*What is required*:
In the listing below, find each line with the string "cardigan" and report it.

------------------------

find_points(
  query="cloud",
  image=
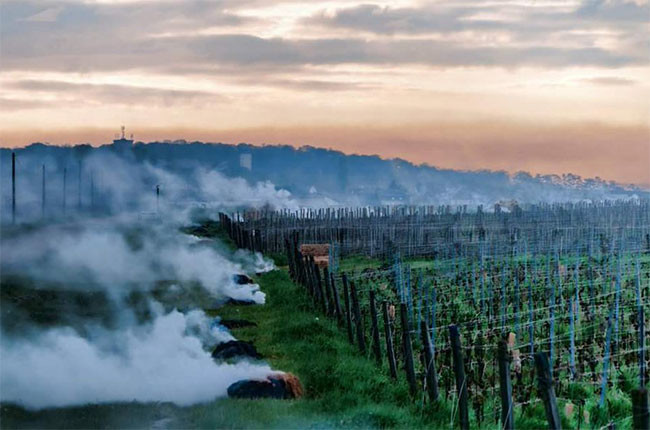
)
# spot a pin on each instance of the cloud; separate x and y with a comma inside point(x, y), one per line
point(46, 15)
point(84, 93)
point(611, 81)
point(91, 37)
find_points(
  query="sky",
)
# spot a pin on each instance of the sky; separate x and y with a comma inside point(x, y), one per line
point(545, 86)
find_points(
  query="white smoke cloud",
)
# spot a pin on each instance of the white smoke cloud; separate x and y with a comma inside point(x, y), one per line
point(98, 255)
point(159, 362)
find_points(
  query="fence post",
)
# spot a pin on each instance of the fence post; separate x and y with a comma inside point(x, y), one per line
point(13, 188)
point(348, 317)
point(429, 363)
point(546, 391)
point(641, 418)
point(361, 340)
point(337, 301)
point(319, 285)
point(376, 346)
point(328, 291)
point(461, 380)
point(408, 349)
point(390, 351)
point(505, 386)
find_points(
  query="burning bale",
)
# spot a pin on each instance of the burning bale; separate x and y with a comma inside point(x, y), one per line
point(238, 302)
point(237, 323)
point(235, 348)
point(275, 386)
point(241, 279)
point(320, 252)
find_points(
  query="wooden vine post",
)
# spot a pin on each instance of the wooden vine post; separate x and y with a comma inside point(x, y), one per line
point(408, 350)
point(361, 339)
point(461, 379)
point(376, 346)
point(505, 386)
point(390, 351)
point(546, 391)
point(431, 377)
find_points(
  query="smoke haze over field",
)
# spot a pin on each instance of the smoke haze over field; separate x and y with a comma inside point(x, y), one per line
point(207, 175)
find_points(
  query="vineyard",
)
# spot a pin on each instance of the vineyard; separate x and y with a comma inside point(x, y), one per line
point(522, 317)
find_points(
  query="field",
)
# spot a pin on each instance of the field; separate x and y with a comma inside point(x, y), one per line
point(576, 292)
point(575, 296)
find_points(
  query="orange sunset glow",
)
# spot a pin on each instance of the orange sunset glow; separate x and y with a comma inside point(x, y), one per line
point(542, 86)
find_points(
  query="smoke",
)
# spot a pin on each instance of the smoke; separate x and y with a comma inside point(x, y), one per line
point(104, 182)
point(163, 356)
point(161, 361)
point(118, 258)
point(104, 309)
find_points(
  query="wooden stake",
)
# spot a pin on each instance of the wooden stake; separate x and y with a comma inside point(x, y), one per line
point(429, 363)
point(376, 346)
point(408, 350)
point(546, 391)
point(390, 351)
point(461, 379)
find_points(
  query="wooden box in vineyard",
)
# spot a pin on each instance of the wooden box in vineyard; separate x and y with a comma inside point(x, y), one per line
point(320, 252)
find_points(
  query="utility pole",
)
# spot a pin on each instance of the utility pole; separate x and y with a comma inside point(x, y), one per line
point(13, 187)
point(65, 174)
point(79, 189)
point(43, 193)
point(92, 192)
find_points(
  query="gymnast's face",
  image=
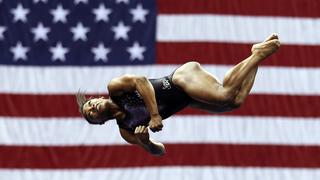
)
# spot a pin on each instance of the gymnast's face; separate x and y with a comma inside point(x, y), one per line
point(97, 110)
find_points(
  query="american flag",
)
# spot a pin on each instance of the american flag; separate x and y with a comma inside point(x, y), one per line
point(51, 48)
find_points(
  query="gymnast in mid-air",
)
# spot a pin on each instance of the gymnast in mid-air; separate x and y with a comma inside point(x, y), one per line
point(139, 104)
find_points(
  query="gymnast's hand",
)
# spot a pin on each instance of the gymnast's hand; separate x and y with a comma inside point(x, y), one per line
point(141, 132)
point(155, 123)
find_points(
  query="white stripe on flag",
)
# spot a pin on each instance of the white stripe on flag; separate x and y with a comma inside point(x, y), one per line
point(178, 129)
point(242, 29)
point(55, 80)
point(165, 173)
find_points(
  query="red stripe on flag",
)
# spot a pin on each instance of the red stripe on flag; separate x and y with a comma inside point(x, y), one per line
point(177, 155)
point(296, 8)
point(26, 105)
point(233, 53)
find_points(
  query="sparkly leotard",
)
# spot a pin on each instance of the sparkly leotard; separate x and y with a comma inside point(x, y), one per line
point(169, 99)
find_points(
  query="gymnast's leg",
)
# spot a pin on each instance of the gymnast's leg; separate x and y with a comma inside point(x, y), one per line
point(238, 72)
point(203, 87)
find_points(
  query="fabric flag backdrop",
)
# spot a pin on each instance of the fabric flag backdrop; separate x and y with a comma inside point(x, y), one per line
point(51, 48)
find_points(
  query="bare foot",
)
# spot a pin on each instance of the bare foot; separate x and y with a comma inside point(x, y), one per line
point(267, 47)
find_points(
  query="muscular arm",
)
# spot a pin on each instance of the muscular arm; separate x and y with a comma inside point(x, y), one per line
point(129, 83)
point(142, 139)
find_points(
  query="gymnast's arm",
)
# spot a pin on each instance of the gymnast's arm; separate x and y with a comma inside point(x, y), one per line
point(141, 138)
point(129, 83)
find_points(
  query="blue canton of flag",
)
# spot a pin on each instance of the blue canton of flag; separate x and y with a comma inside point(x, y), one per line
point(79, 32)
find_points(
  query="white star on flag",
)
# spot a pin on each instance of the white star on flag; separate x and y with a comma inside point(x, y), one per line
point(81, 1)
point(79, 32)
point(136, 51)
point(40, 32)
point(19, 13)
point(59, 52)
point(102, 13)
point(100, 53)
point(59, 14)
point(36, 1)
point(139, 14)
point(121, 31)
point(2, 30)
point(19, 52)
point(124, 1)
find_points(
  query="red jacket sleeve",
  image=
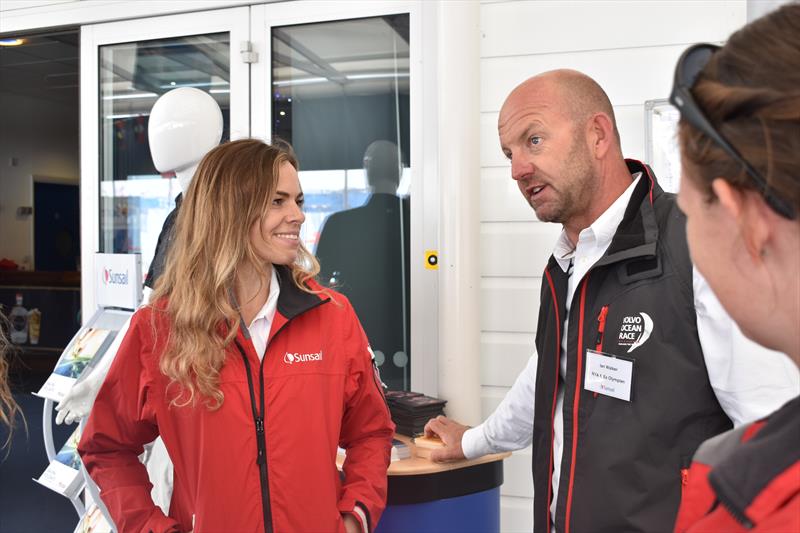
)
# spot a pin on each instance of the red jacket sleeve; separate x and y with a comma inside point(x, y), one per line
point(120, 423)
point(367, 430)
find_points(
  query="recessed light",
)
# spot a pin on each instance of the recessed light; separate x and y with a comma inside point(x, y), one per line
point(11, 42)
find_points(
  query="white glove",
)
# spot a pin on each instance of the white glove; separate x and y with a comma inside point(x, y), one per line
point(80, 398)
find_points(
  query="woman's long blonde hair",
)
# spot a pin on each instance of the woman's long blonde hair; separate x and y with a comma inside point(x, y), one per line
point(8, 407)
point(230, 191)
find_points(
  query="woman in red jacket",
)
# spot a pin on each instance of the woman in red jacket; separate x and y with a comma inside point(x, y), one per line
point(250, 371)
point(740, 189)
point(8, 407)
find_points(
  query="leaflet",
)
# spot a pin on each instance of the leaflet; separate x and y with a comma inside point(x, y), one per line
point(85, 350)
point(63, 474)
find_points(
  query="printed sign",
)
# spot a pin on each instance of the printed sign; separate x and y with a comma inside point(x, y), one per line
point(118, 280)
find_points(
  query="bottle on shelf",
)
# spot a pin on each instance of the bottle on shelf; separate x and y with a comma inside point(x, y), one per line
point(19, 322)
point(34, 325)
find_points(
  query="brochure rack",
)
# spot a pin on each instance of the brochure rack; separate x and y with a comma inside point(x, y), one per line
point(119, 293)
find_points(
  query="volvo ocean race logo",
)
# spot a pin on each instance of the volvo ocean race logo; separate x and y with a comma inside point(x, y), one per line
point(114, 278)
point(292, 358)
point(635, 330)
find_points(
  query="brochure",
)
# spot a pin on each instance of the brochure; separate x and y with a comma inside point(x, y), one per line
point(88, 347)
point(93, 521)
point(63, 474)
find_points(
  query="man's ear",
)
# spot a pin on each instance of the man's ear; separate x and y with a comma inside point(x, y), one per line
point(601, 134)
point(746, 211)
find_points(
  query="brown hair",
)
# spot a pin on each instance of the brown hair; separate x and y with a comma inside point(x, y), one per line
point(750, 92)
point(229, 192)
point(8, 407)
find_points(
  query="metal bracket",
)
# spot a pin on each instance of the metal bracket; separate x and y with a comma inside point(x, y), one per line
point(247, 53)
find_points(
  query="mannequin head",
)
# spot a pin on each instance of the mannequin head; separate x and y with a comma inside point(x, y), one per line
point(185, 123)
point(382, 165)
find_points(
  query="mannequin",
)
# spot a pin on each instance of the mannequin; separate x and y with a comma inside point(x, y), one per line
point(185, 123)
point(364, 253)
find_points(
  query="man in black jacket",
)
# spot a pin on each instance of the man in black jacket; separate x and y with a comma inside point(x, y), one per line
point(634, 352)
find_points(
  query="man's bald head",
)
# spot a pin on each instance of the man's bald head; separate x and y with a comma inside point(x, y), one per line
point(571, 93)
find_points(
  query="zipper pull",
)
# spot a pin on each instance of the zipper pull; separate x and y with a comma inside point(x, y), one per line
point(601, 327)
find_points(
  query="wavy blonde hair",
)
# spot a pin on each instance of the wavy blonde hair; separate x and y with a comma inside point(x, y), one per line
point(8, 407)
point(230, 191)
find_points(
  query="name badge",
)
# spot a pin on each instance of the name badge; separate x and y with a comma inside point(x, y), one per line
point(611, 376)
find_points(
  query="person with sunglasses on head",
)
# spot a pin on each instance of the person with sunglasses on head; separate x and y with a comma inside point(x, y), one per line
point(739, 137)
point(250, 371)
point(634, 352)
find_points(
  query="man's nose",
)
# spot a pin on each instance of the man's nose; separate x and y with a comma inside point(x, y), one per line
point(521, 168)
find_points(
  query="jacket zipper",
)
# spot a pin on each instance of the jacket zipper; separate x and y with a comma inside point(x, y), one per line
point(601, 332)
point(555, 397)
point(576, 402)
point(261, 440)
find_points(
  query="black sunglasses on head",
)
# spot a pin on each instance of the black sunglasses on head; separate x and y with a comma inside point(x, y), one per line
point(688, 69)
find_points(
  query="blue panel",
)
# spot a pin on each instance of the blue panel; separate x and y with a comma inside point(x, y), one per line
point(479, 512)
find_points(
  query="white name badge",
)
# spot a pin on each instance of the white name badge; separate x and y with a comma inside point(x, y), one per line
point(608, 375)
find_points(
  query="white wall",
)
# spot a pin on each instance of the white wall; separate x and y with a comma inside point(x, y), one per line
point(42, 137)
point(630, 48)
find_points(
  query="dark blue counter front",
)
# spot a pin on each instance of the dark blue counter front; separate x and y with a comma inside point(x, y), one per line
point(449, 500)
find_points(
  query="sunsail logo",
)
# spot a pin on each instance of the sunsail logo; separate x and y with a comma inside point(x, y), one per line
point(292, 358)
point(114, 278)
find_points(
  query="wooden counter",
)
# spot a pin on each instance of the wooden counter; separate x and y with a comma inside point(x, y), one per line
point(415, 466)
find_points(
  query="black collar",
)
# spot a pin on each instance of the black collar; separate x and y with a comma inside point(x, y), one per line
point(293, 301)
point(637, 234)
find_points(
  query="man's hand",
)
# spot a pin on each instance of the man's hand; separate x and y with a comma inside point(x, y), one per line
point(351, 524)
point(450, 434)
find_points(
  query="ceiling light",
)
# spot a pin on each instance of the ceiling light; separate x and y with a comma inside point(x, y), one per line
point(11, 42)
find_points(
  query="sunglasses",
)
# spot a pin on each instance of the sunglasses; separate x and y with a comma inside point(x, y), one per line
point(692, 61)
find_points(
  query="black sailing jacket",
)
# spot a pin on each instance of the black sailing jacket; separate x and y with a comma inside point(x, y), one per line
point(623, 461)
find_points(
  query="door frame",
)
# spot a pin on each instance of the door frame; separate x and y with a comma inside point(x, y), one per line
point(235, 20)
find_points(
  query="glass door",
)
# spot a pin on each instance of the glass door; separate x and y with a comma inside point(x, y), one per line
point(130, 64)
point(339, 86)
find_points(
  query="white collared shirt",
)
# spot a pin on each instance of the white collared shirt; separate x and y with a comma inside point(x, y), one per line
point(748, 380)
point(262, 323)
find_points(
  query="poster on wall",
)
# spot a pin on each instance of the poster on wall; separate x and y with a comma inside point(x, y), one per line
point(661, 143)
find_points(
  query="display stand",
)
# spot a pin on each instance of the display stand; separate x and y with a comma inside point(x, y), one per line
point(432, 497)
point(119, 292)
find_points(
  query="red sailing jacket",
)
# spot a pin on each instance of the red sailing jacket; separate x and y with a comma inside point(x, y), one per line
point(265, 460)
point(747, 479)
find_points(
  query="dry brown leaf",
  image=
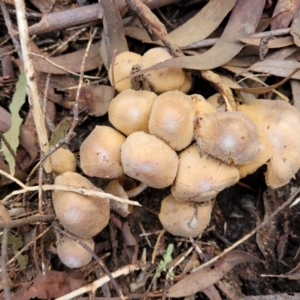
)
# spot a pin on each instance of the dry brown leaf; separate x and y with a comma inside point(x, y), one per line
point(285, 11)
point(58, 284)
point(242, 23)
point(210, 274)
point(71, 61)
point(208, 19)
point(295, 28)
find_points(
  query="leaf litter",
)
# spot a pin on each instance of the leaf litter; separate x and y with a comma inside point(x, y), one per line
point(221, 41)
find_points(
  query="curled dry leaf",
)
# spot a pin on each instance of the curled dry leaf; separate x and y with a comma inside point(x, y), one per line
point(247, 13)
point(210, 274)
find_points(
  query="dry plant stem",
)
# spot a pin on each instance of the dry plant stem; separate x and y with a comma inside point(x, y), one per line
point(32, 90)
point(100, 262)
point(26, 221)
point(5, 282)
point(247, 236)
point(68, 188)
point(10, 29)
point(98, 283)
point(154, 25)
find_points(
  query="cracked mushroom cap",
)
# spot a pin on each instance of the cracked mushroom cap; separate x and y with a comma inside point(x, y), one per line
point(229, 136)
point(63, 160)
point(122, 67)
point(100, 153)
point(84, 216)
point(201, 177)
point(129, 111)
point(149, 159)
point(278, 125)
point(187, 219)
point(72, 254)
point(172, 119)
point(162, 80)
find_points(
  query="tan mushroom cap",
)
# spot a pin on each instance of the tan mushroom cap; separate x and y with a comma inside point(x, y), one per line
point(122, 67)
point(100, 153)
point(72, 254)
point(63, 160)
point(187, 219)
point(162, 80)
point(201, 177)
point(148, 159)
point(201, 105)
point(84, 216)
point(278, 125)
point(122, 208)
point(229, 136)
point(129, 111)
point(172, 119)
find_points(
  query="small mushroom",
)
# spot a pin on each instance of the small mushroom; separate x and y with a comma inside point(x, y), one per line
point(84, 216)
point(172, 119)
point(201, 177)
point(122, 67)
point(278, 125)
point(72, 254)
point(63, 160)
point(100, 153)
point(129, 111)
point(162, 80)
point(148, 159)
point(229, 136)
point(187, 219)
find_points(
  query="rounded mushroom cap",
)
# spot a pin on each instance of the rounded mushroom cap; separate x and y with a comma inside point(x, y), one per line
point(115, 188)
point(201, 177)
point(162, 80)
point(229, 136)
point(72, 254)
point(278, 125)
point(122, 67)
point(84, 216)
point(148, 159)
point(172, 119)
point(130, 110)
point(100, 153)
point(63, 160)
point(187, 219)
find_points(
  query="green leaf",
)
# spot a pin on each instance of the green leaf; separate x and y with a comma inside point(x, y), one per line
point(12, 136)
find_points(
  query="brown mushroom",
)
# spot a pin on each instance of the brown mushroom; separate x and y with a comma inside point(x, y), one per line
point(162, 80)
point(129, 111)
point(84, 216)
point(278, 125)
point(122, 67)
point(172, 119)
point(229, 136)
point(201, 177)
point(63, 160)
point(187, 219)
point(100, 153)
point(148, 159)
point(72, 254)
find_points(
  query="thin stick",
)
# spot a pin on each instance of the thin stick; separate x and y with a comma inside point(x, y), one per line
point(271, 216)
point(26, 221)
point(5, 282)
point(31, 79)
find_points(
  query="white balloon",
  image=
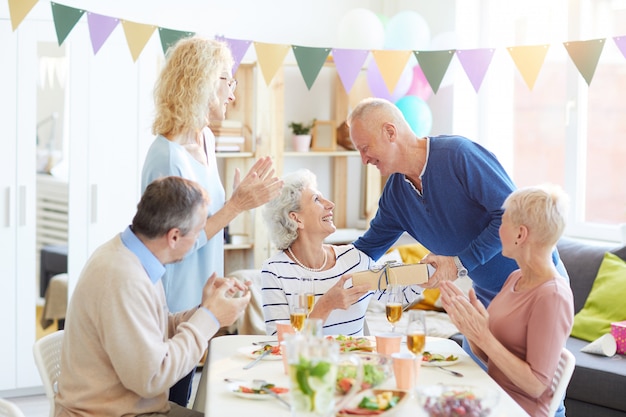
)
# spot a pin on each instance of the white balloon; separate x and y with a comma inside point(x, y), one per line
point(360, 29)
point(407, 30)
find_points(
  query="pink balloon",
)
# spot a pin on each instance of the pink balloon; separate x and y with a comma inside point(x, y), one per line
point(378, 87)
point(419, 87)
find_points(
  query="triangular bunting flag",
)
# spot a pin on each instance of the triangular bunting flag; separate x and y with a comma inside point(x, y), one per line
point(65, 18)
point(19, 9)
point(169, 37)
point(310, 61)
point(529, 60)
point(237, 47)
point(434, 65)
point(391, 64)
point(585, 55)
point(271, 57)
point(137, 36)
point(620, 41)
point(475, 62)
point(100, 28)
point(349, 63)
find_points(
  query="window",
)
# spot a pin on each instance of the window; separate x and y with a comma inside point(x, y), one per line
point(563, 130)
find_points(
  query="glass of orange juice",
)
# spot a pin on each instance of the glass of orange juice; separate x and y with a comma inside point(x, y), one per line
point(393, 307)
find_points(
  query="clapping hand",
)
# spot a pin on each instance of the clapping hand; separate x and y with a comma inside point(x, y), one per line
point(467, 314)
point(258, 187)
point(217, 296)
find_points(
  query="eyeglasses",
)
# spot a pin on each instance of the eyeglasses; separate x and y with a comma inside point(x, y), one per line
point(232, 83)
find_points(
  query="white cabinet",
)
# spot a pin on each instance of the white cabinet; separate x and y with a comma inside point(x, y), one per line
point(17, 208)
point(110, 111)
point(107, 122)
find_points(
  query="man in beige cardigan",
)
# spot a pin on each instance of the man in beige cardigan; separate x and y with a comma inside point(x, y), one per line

------------------------

*Result of the task*:
  query="man in beige cardigan",
# spot a pin on each instance of the man in beige cardigan; separate x and y with a comma inside point(x, y), one per line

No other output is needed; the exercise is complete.